▶ Document excerpt:
Farmland Partners, Inc. v. Fortunae

Decision Date06 January 2021
Docket NumberNo. 19-1011,19-1011
PartiesFARMLAND PARTNERS, INC., Plaintiff - Appellee, v. ROTA FORTUNAE, whose true name is unknown, and JOHN/JANE DOES 2-10, whose true names are unknown, Defendant - Appellant.
CourtU.S. Court of Appeals — Tenth Circuit

(D. Colo.)

ORDER AND JUDGMENT*

Before BRISCOE, HOLMES, and EID, Circuit Judges.

The central merits issue in this appeal is whether the Texas Citizens Participation Act ("TCPA"), Tex. Civ. Prac. & Rem. Code Ann. §§ 27.001-27.011 (West 2019), applies in federal court in our circuit. "The TCPA is an anti-SLAPP statute that allows a claim to be dismissed when the defendant can show that the claim was brought to chill the exercise of First Amendment rights." NCDR, L.L.C. v. Mauze & Bagby, P.L.L.C., 745 F.3d 742, 746 (5th Cir. 2014) (footnoteomitted).1 Because we conclude that we lack jurisdiction over this appeal, we do not reach the merits of this question. Specifically, we hold that we lack jurisdiction because the district court's order does not satisfy the collateral order doctrine. We therefore DISMISS this appeal and REMAND the case to the trial court for further proceedings consistent with this order and judgment.

▶ Dataset excerpt:
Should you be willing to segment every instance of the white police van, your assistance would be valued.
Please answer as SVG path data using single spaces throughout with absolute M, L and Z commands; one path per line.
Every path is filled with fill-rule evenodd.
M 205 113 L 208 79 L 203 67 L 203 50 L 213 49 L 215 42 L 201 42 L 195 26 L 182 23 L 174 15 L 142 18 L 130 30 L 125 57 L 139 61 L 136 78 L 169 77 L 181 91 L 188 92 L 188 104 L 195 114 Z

▶ Stated problem 1: In one to three sentences, explain why the Tenth Circuit order on the Texas anti-SLAPP appeal does not decide whether the TCPA applies in federal court.
▶ Stated problem 2: Extend the Tenth Circuit order on the Texas anti-SLAPP appeal, starting after its final sentence.
The material plays no part in what comes next.

▶ Result 1: The court concludes that it lacks jurisdiction over the appeal because the district court's order does not satisfy the collateral order doctrine. Without jurisdiction, it does not reach the merits question. It dismisses the appeal and remands the case to the trial court.

▶ Result 2:
I
A

Farmland Partners Inc. ("FPI") is "a publicly traded real estate investment trust" with farmland holdings throughout North America. Aplt. App., Vol. I, at 121 (Compl., filed July 23, 2018). Rota Fortunae ("RF"), Latin for "wheel of fortune," is a pseudonym used by "a resident and citizen of the State of Texas" who published an article about FPI. Id. at 61 (Decl. of Matthew Mitzner). RF allegedly opined (among other things) that FPI faced a risk of insolvency and that directors and an officer of FPI had left the company. RF published the article anonymously on SeekingAlpha.com, a New York-based internet outlet focusing on stock market analysis. FPI's stock dropped approximately thirty-nine percent soon after the article appeared on the website. At the same time, RF allegedly had taken a short position, essentially betting that FPI's stock price woulddecrease. FPI characterizes RF's alleged efforts as a "short and distort scheme." Id. at 122.

FPI then brought claims against RF based upon the publication of the article and related comments on Twitter. These included claims of defamation, disparagement, intentional interference with prospective business relations, unjust enrichment, deceptive trade practices under Colorado's Consumer Protection Act ("CCPA"), and civil conspiracy. The conspiracy charge also included nine unnamed defendants ("Doe Defendants"), whom FPI claims assisted RF in connection with disseminating false and misleading statements in the article and on Twitter.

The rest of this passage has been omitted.